**Task to carry out**
Search each line below for "mowed", then return the lines where it appears.
#####
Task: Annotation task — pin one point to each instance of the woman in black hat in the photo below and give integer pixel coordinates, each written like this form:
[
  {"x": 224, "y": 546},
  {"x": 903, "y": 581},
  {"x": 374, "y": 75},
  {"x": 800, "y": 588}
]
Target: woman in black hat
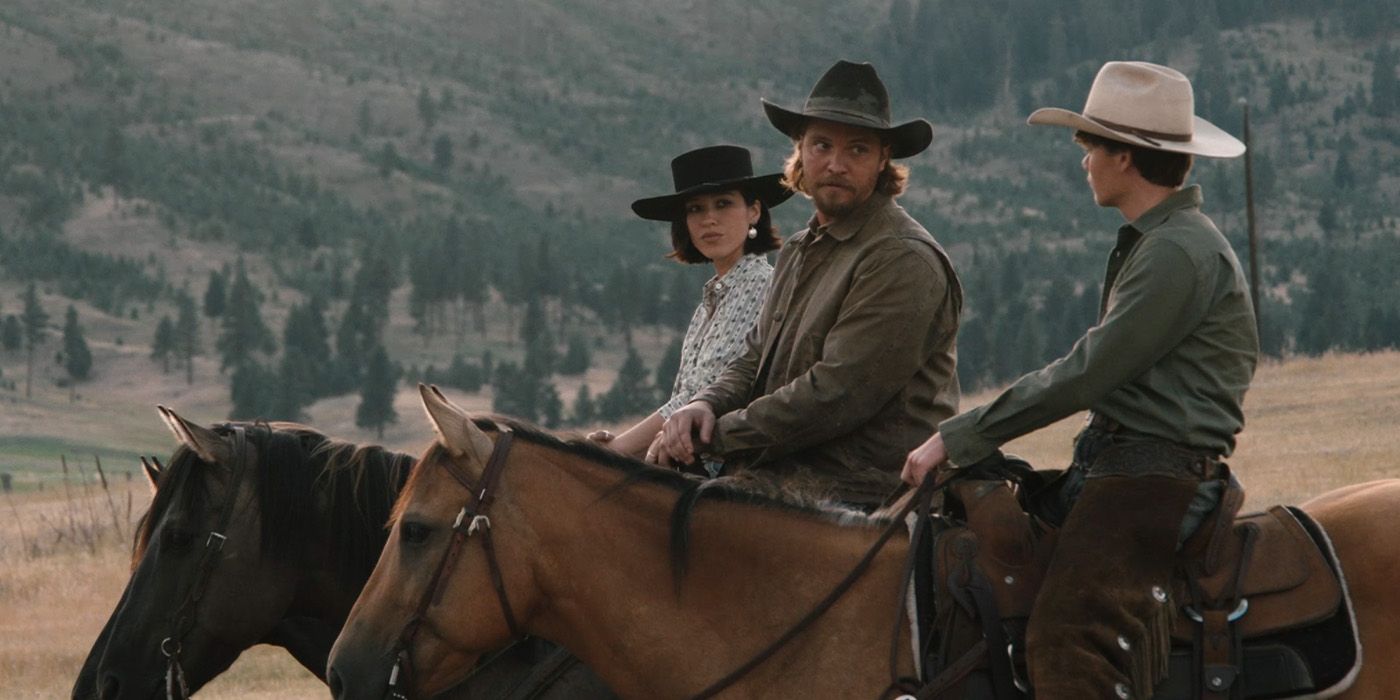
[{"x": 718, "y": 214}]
#####
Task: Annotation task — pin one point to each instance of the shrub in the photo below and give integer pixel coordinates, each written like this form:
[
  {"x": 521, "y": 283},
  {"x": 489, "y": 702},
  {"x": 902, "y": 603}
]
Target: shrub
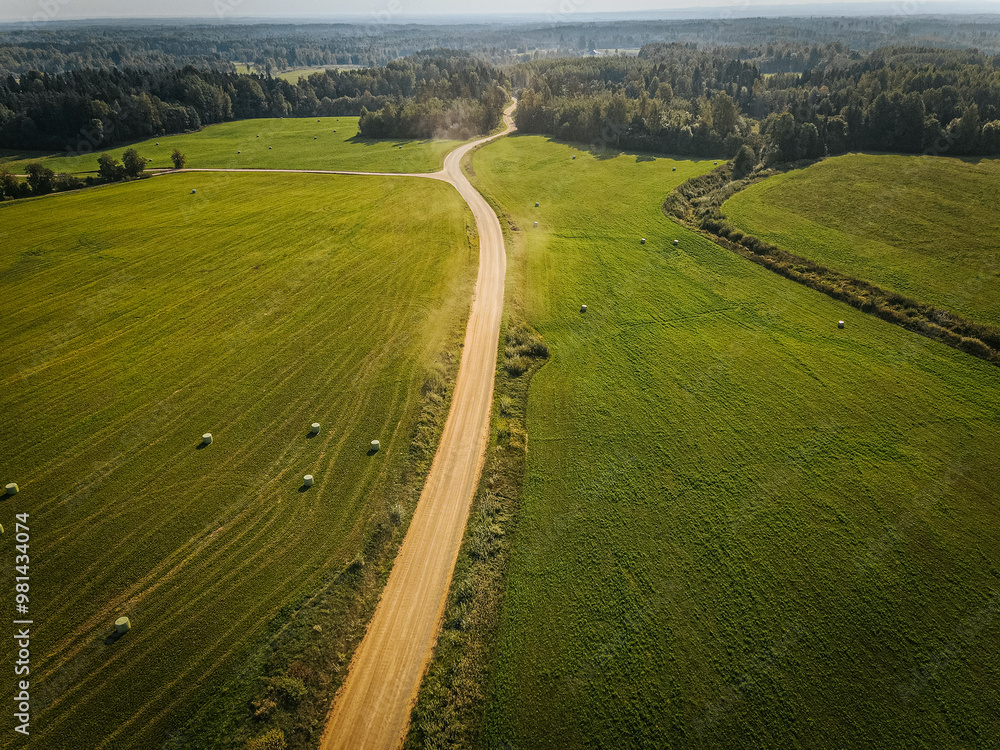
#####
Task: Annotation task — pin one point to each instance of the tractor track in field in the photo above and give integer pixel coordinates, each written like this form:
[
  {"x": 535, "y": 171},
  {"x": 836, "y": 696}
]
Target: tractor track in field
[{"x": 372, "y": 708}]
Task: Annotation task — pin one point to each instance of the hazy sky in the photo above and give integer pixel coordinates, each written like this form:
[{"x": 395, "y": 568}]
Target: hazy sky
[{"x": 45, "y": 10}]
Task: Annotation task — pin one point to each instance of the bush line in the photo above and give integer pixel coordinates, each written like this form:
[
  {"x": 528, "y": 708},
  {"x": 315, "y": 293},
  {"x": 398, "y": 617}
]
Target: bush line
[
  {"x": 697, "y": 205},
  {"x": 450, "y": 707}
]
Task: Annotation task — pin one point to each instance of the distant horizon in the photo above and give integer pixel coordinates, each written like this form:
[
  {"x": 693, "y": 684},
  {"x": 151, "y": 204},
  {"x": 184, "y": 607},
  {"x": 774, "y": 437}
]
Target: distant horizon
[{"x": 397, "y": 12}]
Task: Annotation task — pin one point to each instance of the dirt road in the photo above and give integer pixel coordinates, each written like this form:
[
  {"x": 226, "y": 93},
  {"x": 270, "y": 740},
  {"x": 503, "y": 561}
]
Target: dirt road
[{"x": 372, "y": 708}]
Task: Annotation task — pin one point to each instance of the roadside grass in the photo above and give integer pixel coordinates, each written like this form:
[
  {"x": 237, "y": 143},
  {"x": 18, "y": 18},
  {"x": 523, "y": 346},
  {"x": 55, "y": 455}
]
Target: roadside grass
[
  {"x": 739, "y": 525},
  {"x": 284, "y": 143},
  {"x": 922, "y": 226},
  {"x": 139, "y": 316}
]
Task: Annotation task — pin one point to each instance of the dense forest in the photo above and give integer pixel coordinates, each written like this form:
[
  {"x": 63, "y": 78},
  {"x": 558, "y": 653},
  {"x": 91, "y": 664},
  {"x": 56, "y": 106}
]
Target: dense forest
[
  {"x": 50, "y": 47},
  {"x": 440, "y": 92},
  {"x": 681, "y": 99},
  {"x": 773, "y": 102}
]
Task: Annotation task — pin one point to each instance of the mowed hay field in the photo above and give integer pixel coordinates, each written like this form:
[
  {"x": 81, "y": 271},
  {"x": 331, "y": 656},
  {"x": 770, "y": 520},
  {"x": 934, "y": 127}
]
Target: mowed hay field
#####
**Worked solution**
Task: Annotation task — pin one point to each instance of the mowed hay field in the photo above and give integer pixel coordinates, each written like this form:
Target: mowed hay field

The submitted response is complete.